*** Begin section ***

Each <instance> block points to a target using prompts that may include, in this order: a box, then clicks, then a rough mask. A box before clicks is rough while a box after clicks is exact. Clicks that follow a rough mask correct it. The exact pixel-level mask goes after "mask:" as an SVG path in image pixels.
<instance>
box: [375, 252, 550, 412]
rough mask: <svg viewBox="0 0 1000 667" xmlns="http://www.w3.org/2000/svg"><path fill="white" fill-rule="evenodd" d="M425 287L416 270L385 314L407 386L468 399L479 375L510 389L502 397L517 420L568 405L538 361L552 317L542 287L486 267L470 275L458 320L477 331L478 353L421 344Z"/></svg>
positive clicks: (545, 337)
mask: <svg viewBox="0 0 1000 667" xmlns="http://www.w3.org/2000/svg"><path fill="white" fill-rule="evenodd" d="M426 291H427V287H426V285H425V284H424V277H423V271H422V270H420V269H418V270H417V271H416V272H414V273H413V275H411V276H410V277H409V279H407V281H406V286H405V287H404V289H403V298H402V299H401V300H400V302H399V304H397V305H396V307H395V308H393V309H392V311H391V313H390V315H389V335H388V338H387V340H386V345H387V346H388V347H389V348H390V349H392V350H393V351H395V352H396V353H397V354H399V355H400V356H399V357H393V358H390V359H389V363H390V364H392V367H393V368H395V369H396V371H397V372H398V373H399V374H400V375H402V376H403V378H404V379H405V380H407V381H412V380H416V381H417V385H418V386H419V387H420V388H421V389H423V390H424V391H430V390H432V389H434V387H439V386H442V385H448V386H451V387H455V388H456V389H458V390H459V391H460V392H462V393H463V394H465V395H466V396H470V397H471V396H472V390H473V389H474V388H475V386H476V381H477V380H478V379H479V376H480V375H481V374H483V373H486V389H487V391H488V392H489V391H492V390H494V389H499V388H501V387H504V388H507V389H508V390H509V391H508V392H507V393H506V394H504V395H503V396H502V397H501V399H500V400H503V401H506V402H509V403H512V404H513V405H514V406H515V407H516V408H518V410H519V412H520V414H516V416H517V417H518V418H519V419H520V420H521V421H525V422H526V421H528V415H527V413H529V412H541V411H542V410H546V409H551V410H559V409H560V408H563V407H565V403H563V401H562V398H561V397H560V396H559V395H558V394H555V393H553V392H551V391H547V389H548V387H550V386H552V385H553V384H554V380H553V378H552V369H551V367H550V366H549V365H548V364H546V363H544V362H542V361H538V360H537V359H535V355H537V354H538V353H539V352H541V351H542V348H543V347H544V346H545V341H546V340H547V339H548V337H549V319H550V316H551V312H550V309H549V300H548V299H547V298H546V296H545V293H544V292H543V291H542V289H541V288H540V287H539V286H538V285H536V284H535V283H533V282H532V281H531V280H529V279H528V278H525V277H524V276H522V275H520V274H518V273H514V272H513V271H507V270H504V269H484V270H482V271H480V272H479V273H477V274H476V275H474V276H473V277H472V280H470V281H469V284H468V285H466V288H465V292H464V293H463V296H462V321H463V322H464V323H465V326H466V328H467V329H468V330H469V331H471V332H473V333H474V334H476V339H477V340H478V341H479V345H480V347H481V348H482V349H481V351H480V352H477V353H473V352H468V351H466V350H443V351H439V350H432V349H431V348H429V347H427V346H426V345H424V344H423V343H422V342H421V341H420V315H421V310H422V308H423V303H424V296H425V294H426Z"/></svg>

*** End section ***

_What to produce:_ Each entry in the data must be copied exactly.

_Response to this task:_
Each <instance> block points to a target using prompts that may include, in this order: a box, then clicks, then a rough mask. A box before clicks is rough while a box after clicks is exact. Clicks that follow a rough mask correct it. The exact pixel-level mask goes after "mask:" as an SVG path in image pixels.
<instance>
box: [375, 252, 550, 412]
rough mask: <svg viewBox="0 0 1000 667" xmlns="http://www.w3.org/2000/svg"><path fill="white" fill-rule="evenodd" d="M425 287L416 270L385 314L407 386L468 399L479 375L510 389L502 397L517 420L568 405L538 361L552 317L542 287L486 267L470 275L458 320L477 331L478 353L421 344Z"/></svg>
positive clicks: (545, 337)
mask: <svg viewBox="0 0 1000 667" xmlns="http://www.w3.org/2000/svg"><path fill="white" fill-rule="evenodd" d="M426 291H427V287H426V285H425V284H424V277H423V271H422V270H420V269H418V270H417V271H416V272H414V273H413V275H411V276H410V277H409V279H407V281H406V286H405V287H404V289H403V298H402V299H401V300H400V302H399V304H397V305H396V307H395V308H393V309H392V311H391V313H390V315H389V335H388V338H387V340H386V345H387V346H388V347H389V348H390V349H392V350H393V351H395V352H396V353H397V354H399V355H400V356H399V357H393V358H390V359H389V363H390V364H392V367H393V368H395V369H396V371H397V372H398V373H399V374H400V375H402V376H403V378H404V379H405V380H407V381H412V380H416V381H417V385H418V386H419V387H420V388H421V389H423V390H424V391H430V390H432V389H434V387H439V386H442V385H448V386H451V387H455V388H456V389H458V390H459V391H460V392H462V393H463V394H465V395H466V396H470V397H471V396H472V390H473V389H474V388H475V386H476V381H477V380H478V379H479V376H480V375H481V374H483V373H486V389H487V391H488V392H489V391H492V390H494V389H499V388H501V387H504V388H507V389H508V390H509V391H508V392H507V393H506V394H504V395H503V396H502V397H501V399H500V400H503V401H506V402H509V403H512V404H513V405H514V406H515V407H516V408H518V410H519V412H520V414H516V416H517V417H518V418H519V419H520V420H521V421H525V422H526V421H528V415H527V413H529V412H541V411H542V410H546V409H551V410H559V409H560V408H563V407H565V403H563V401H562V398H561V397H560V396H559V395H558V394H555V393H553V392H551V391H547V389H548V387H550V386H552V385H553V384H554V380H553V378H552V369H551V367H550V366H549V365H548V364H546V363H544V362H542V361H538V360H537V359H535V355H537V354H538V353H539V352H541V351H542V348H543V347H544V346H545V341H546V340H547V339H548V337H549V319H550V316H551V312H550V309H549V300H548V299H547V298H546V296H545V293H544V292H543V291H542V289H541V288H540V287H539V286H538V285H536V284H535V283H533V282H532V281H531V280H529V279H528V278H525V277H524V276H522V275H520V274H518V273H514V272H513V271H507V270H504V269H484V270H482V271H480V272H479V273H477V274H476V275H474V276H473V277H472V280H470V281H469V284H468V285H466V288H465V292H464V293H463V296H462V321H463V322H464V323H465V326H466V328H467V329H468V330H469V331H471V332H473V333H474V334H476V339H477V340H478V341H479V345H480V347H481V348H482V349H481V351H480V352H477V353H473V352H468V351H466V350H443V351H439V350H432V349H431V348H429V347H427V346H426V345H424V344H423V343H422V342H421V341H420V315H421V310H422V308H423V303H424V296H425V294H426Z"/></svg>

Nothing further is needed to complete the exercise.